In the data below, find the line containing "For every instance of the white cloud, the"; reproduce that line and all subsequent lines exactly, and nothing else.

==*==

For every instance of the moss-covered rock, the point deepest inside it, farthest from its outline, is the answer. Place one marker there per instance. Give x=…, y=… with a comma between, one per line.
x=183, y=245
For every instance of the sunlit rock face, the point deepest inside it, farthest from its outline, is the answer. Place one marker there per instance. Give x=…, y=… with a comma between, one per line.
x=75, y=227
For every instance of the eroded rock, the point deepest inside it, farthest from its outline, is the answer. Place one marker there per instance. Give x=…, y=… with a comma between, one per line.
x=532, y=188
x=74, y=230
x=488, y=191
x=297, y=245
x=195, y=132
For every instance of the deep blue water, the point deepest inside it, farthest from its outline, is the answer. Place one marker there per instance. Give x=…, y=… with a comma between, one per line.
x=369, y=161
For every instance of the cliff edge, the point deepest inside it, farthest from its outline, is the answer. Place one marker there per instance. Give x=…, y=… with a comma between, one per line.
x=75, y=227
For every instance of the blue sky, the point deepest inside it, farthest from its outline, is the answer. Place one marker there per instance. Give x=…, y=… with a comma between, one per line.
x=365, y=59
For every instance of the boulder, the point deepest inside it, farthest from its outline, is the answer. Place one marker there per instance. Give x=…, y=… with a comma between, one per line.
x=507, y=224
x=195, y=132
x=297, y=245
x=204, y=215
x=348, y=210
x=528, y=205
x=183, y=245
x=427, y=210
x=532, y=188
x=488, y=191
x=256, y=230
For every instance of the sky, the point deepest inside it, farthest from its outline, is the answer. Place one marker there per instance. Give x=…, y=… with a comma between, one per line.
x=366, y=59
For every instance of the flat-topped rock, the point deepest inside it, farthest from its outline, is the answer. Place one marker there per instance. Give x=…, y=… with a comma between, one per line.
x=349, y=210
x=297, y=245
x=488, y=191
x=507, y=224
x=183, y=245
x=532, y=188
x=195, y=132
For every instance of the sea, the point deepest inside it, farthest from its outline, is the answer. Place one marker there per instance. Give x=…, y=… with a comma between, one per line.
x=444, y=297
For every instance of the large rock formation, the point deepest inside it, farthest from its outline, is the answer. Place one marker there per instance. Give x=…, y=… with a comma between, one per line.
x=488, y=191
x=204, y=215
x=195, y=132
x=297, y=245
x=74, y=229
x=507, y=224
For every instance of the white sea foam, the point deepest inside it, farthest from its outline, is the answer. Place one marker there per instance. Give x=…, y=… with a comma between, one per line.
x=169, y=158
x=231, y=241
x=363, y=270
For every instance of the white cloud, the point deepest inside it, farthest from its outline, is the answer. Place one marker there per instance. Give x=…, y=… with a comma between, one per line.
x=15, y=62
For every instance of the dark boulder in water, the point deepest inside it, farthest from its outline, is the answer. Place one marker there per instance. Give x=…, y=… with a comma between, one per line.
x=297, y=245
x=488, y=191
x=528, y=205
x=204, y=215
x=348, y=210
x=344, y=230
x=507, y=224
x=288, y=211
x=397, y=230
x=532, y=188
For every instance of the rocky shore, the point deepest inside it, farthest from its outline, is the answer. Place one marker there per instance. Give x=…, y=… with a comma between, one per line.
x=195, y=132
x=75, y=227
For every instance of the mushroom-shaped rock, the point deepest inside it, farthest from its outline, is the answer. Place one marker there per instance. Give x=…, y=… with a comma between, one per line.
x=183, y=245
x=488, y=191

==*==

TASK RESPONSE:
For every instance of the white cloud, the point deepest inside it, farthest from its outline, is the answer. Place one marker there per instance. Give x=…, y=… with a comma between, one per line.
x=15, y=62
For every instance of the dark boulder in water, the point deepest inside it, farthest from its outline, is the answer. Place one marker there per instance. Give x=…, y=… with a comma between, one per line.
x=297, y=245
x=488, y=191
x=528, y=205
x=204, y=215
x=348, y=210
x=344, y=230
x=507, y=224
x=288, y=211
x=397, y=230
x=532, y=188
For every instance of the rocky shore, the point deepest inside it, farthest from its outline, is the answer. Place one marker there per instance. Give x=…, y=… with a comma between, one per line.
x=195, y=132
x=75, y=227
For every instance of the mushroom-shaped rock, the point deepest inside it, farthest from its outline, is the answer. Place one marker there per instance. Give x=…, y=… with a comma between, one per line.
x=183, y=245
x=488, y=191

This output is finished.